DATASET
_ _ _
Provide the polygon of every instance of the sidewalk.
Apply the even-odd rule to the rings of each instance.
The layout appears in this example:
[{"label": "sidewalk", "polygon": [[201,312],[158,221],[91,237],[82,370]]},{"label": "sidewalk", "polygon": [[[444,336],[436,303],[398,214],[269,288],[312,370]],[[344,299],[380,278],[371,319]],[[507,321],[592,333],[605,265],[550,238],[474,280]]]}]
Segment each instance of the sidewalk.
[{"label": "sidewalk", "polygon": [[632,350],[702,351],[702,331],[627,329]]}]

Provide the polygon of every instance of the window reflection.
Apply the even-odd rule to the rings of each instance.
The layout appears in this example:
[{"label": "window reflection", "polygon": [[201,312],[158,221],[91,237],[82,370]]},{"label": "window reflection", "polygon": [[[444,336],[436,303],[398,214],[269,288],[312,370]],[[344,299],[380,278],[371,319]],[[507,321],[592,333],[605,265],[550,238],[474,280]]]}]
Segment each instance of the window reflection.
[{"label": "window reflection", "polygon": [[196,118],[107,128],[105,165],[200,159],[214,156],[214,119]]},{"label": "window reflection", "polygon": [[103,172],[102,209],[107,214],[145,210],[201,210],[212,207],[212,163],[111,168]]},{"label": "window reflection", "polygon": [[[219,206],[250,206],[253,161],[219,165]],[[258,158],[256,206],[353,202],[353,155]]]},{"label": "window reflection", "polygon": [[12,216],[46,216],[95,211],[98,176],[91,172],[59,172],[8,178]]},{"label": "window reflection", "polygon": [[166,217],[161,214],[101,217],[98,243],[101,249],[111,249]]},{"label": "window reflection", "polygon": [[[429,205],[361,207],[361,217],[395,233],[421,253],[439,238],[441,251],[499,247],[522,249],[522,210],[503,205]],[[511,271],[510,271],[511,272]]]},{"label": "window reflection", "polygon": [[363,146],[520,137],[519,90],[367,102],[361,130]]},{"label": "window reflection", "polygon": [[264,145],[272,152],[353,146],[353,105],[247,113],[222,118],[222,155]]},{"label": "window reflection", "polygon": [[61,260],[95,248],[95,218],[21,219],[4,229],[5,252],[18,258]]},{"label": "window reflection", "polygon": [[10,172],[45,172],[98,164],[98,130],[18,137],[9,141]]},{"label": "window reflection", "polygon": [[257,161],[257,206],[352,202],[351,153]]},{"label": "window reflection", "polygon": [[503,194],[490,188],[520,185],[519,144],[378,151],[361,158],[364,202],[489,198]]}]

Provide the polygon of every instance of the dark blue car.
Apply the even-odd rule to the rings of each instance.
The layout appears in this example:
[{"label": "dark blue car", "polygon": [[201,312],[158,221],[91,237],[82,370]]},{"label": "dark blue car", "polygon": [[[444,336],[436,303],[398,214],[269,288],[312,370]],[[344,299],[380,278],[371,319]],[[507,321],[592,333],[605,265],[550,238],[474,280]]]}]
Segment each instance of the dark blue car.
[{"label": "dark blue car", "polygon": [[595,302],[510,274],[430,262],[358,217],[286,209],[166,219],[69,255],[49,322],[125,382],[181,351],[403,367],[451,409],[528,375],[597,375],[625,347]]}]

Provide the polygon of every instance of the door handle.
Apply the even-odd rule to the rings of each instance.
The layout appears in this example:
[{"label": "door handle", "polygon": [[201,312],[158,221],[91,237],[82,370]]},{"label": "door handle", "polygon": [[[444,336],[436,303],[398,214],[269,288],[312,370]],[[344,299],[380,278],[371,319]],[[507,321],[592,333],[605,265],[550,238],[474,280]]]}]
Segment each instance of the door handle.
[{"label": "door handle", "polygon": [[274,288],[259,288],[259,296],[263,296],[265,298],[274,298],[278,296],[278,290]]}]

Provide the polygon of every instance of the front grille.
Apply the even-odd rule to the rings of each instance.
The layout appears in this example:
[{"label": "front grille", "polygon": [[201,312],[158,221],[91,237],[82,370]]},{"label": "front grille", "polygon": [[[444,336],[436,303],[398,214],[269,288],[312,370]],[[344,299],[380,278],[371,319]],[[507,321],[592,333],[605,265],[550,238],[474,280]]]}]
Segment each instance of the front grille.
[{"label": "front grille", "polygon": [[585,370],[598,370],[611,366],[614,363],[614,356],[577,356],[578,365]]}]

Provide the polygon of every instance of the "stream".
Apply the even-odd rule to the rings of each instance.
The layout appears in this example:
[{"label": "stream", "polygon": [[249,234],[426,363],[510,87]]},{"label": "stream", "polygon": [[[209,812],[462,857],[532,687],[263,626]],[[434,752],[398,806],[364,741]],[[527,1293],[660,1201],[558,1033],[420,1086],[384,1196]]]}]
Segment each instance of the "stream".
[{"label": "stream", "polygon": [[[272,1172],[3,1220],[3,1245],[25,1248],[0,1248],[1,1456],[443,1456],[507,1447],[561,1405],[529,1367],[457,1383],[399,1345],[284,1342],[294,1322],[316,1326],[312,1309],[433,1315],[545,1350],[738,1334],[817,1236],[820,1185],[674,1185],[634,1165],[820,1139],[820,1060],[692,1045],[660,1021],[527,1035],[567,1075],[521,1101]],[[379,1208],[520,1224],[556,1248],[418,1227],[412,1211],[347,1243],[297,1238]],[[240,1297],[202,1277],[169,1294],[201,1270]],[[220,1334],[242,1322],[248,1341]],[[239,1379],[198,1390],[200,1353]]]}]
_ _ _
Reproduce all of the material above line for line, changing nothing.

REPLY
Provide the polygon of every instance of the sidewalk.
Apply the even-odd rule to the rings of each instance.
The layout appears in this example:
[{"label": "sidewalk", "polygon": [[201,312],[158,221],[91,237],[82,370]]},{"label": "sidewalk", "polygon": [[[444,336],[436,303],[398,214],[269,288],[312,370]],[[344,299],[380,278],[371,319]],[[507,321],[592,333],[605,265],[550,238],[474,280]]]}]
Segment each instance of the sidewalk.
[{"label": "sidewalk", "polygon": [[632,350],[702,351],[702,331],[627,329]]}]

Provide the polygon of every instance of the window reflection.
Apply the even-odd rule to the rings of each instance.
The layout appears in this example:
[{"label": "window reflection", "polygon": [[201,312],[158,221],[91,237],[82,370]]},{"label": "window reflection", "polygon": [[[444,336],[436,303],[398,214],[269,288],[312,370]],[[344,299],[380,278],[371,319]],[[507,321],[592,333],[605,265],[550,238],[474,280]]]}]
Segment each instance of the window reflection.
[{"label": "window reflection", "polygon": [[196,118],[107,128],[105,165],[200,159],[214,156],[214,119]]},{"label": "window reflection", "polygon": [[103,172],[102,209],[107,214],[145,210],[201,210],[212,207],[212,163],[111,168]]},{"label": "window reflection", "polygon": [[[219,206],[250,206],[253,161],[219,165]],[[258,158],[256,206],[353,202],[353,155]]]},{"label": "window reflection", "polygon": [[12,216],[46,216],[95,211],[98,176],[91,172],[59,172],[8,178]]},{"label": "window reflection", "polygon": [[166,217],[161,214],[101,217],[98,243],[101,249],[111,249]]},{"label": "window reflection", "polygon": [[[429,205],[361,207],[361,217],[395,233],[421,253],[439,238],[441,251],[499,247],[522,249],[522,210],[503,205]],[[511,271],[510,271],[511,272]]]},{"label": "window reflection", "polygon": [[363,146],[520,137],[519,90],[367,102],[361,130]]},{"label": "window reflection", "polygon": [[264,145],[272,152],[353,146],[353,105],[247,113],[222,118],[222,155]]},{"label": "window reflection", "polygon": [[61,260],[95,248],[95,218],[21,219],[4,229],[5,252],[18,258]]},{"label": "window reflection", "polygon": [[10,172],[45,172],[98,164],[98,130],[18,137],[9,141]]},{"label": "window reflection", "polygon": [[257,161],[257,206],[352,202],[351,153]]},{"label": "window reflection", "polygon": [[503,194],[490,188],[520,185],[519,144],[378,151],[361,158],[364,202],[489,198]]}]

Provide the polygon of every instance of the dark blue car.
Apply the even-odd rule to the rings of each instance.
The layout appears in this example:
[{"label": "dark blue car", "polygon": [[201,312],[158,221],[91,237],[82,370]]},{"label": "dark blue car", "polygon": [[[444,336],[436,303],[398,214],[269,288],[312,370]],[[344,299],[380,278],[371,319]],[[507,321],[592,333],[605,265],[550,238],[474,280]]]}]
Segment each instance of the dark blue car.
[{"label": "dark blue car", "polygon": [[595,302],[510,274],[430,262],[358,217],[286,209],[166,219],[69,255],[49,322],[125,382],[181,351],[403,367],[451,409],[528,375],[597,375],[625,347]]}]

Provide the polygon of every instance of the door handle.
Apply the even-odd rule to the rings of each instance.
The layout appears in this example:
[{"label": "door handle", "polygon": [[201,312],[158,221],[91,237],[82,370]]},{"label": "door handle", "polygon": [[[444,336],[436,303],[398,214],[269,288],[312,370]],[[344,299],[380,278],[371,319]],[[507,321],[592,333],[605,265],[550,238],[474,280]]]}]
Segment each instance of the door handle.
[{"label": "door handle", "polygon": [[274,288],[259,288],[259,296],[263,296],[265,298],[274,298],[278,296],[278,290]]}]

Provide the polygon of every instance of the front grille.
Apply the even-odd rule to the rings of each instance.
The layout appears in this example:
[{"label": "front grille", "polygon": [[201,312],[158,221],[91,237],[82,370]]},{"label": "front grille", "polygon": [[[444,336],[436,303],[398,214],[269,288],[312,370]],[[344,299],[380,278],[371,319]],[[507,321],[592,333],[605,265],[550,238],[474,280]]]}]
Segment each instance of the front grille.
[{"label": "front grille", "polygon": [[585,370],[598,370],[611,366],[614,363],[614,356],[577,356],[578,365]]}]

Provide the polygon of every instance of the "stream".
Apply the even-odd rule to the rings of each instance.
The layout appears in this example:
[{"label": "stream", "polygon": [[249,234],[426,363],[510,87]]},{"label": "stream", "polygon": [[[209,812],[462,857],[532,687],[263,626]],[[434,752],[398,806],[364,741]],[[527,1293],[660,1201],[558,1033],[420,1086],[384,1196]]]}]
Segment each instance of the "stream".
[{"label": "stream", "polygon": [[[272,1172],[3,1220],[3,1245],[25,1248],[0,1248],[1,1456],[443,1456],[507,1447],[561,1405],[529,1367],[457,1383],[399,1345],[284,1342],[294,1322],[316,1326],[312,1309],[433,1315],[545,1350],[738,1334],[817,1236],[820,1185],[674,1185],[634,1165],[820,1139],[820,1060],[692,1045],[660,1021],[527,1035],[567,1075],[521,1101]],[[379,1208],[520,1224],[556,1248],[418,1227],[412,1211],[347,1243],[297,1238]],[[240,1297],[202,1277],[169,1294],[201,1270]],[[220,1334],[242,1322],[248,1341]],[[239,1379],[198,1390],[200,1353]]]}]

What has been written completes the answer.